» EXCERPT:

Basic knowledge of principles of neuroscience (Introduction to the Neuroscience, E. Lakke): Passive and active properties of neurons, Nernst-potential, Ohm’s law, action potential, voltage-dependent currents, synaptic transmission. Most important is student’s motivation and interest in the field. Contact coordinator for more details.
Period: February 29 – March 25, 2016
The understanding of the neurophysiological basis of animal and human behavior and disease has been rapidly advanced in the last decade by new experimental methods in neuroscience. Among these are tissue culture of brain slices, nerve-muscle preparation, basics and advanced electrophysiological techniques and imaging methods.
The course is a theoretical and practical introduction into some of these methods, and these methods are used on different organizational levels (cell, brain slice, organotypic slice culture).

» TASK GOAL:
What dates does the course description give for the course period?

(Point-per-instance localization data)
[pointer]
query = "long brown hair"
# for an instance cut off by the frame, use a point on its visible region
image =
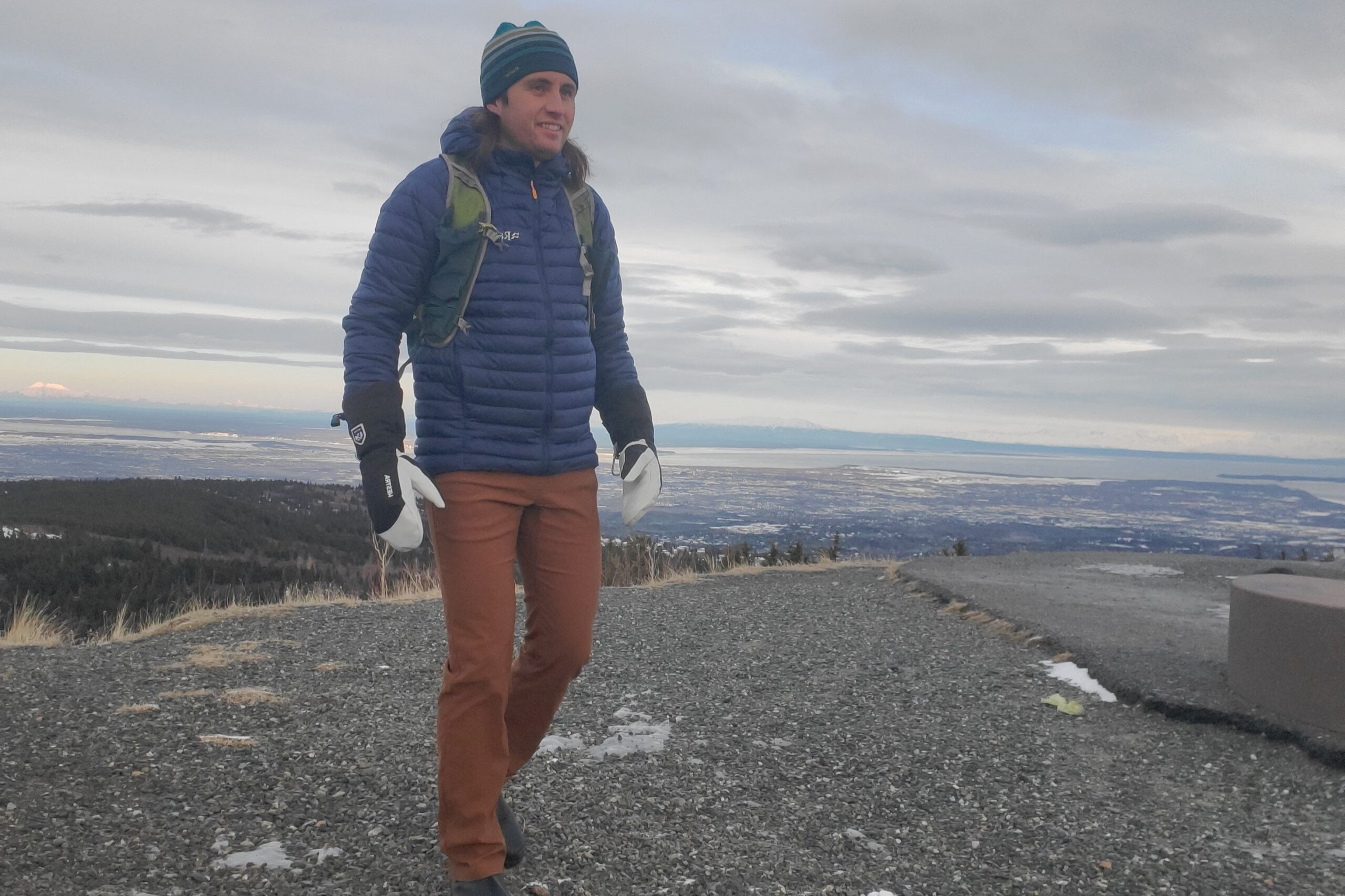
(488, 124)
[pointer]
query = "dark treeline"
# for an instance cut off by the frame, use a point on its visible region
(89, 548)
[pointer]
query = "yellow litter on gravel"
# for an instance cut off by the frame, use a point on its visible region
(1068, 707)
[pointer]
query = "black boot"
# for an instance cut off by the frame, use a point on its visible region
(514, 844)
(484, 887)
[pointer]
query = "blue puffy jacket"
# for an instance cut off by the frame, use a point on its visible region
(514, 392)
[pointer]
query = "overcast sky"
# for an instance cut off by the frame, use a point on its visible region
(1105, 224)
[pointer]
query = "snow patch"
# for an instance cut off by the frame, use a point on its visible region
(271, 855)
(1072, 674)
(1144, 571)
(553, 743)
(637, 738)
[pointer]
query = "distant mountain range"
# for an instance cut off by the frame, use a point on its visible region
(741, 436)
(747, 432)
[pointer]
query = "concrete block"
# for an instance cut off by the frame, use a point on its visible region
(1286, 646)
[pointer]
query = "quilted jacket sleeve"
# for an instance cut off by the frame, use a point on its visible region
(401, 256)
(618, 394)
(615, 367)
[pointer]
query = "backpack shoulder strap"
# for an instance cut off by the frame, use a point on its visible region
(466, 197)
(582, 210)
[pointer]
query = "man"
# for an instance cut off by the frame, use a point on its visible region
(501, 265)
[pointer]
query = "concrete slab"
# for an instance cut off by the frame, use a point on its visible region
(1151, 627)
(1286, 645)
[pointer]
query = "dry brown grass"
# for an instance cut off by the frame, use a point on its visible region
(34, 626)
(671, 579)
(232, 742)
(252, 696)
(138, 710)
(197, 614)
(215, 657)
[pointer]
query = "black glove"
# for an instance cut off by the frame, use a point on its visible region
(389, 475)
(626, 415)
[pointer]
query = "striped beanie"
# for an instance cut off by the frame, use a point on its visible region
(514, 53)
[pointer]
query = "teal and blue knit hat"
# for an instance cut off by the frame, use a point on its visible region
(515, 53)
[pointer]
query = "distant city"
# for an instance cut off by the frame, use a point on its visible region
(750, 481)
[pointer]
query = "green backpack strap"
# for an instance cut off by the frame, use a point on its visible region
(463, 234)
(582, 210)
(466, 198)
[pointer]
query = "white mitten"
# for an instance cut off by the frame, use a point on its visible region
(642, 480)
(407, 532)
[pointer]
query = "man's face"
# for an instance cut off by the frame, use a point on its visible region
(537, 113)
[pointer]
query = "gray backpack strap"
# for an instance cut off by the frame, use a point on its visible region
(582, 212)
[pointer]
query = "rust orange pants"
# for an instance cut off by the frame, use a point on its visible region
(494, 708)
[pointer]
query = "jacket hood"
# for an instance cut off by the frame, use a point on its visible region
(459, 136)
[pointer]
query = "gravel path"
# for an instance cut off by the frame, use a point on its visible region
(821, 734)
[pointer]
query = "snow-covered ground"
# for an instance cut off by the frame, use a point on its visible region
(1072, 674)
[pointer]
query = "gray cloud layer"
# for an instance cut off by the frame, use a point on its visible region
(190, 216)
(291, 336)
(970, 214)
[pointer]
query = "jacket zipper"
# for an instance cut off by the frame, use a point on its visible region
(551, 332)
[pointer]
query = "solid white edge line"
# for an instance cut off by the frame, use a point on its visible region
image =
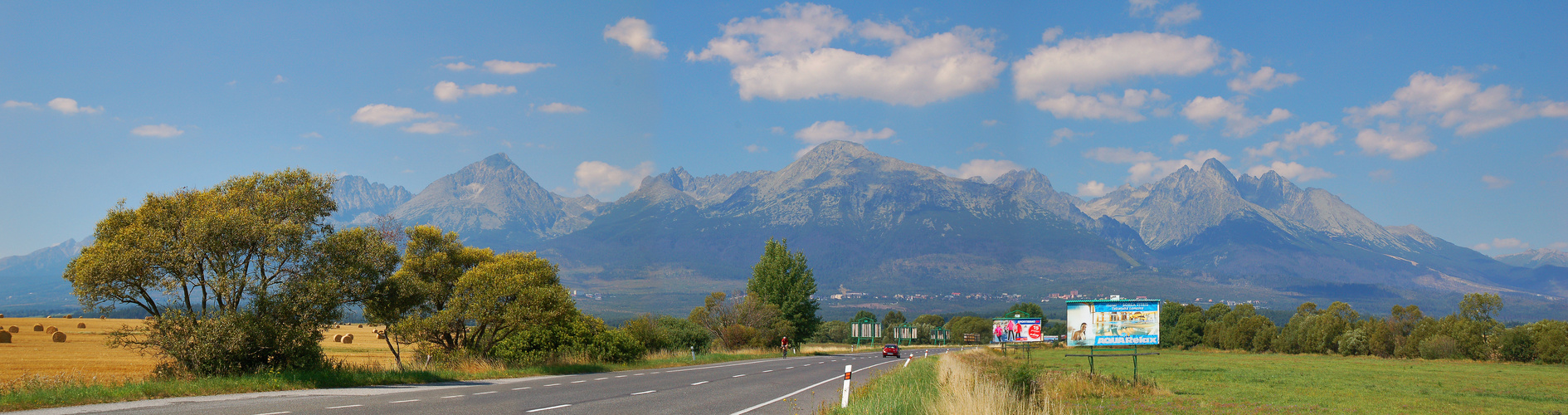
(805, 388)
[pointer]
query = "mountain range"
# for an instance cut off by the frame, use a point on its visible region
(884, 226)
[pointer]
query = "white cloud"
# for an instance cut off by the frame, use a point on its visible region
(1382, 176)
(1502, 243)
(1139, 8)
(787, 56)
(1051, 35)
(1395, 141)
(560, 109)
(830, 130)
(1293, 171)
(1147, 166)
(1206, 110)
(382, 115)
(505, 68)
(1314, 135)
(1060, 135)
(449, 91)
(1264, 79)
(988, 169)
(1103, 105)
(70, 107)
(1092, 190)
(1493, 182)
(1457, 102)
(637, 35)
(1118, 155)
(1180, 16)
(1083, 65)
(433, 127)
(162, 130)
(598, 178)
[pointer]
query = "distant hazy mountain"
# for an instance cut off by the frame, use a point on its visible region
(1536, 259)
(886, 226)
(359, 201)
(494, 203)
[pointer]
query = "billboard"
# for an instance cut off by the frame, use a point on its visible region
(1016, 330)
(1113, 323)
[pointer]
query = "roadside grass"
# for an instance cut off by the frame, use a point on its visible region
(1244, 383)
(907, 390)
(79, 388)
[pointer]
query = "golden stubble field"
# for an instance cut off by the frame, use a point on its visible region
(86, 356)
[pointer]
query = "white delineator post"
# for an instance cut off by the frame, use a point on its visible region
(844, 401)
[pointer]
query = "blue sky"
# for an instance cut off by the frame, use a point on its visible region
(1448, 116)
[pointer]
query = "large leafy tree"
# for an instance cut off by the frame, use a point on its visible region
(783, 279)
(237, 277)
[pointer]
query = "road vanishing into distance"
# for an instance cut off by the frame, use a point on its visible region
(766, 386)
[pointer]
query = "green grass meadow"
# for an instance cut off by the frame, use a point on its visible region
(1242, 383)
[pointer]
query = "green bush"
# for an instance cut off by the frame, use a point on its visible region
(1439, 346)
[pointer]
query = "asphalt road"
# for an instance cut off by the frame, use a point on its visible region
(766, 386)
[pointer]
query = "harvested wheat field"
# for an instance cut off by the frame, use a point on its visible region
(85, 354)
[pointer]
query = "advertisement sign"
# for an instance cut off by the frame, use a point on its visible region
(1113, 323)
(1016, 330)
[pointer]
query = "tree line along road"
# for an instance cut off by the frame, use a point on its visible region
(766, 386)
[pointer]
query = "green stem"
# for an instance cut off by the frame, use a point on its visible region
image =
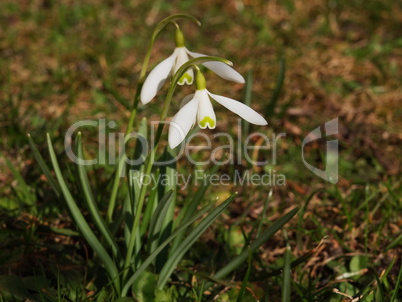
(161, 25)
(150, 159)
(148, 167)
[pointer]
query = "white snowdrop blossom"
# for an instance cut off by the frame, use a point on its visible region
(169, 66)
(197, 107)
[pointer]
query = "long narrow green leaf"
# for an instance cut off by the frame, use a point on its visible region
(175, 257)
(157, 220)
(42, 164)
(397, 285)
(190, 206)
(286, 290)
(81, 222)
(151, 257)
(265, 236)
(150, 207)
(247, 100)
(91, 203)
(279, 83)
(246, 277)
(29, 198)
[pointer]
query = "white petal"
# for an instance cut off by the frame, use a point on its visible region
(182, 122)
(221, 69)
(157, 78)
(240, 109)
(206, 115)
(186, 99)
(182, 57)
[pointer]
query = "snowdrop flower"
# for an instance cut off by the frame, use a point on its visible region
(169, 66)
(198, 107)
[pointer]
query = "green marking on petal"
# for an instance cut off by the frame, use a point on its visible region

» ANSWER AREA:
February 29 – March 25, 2016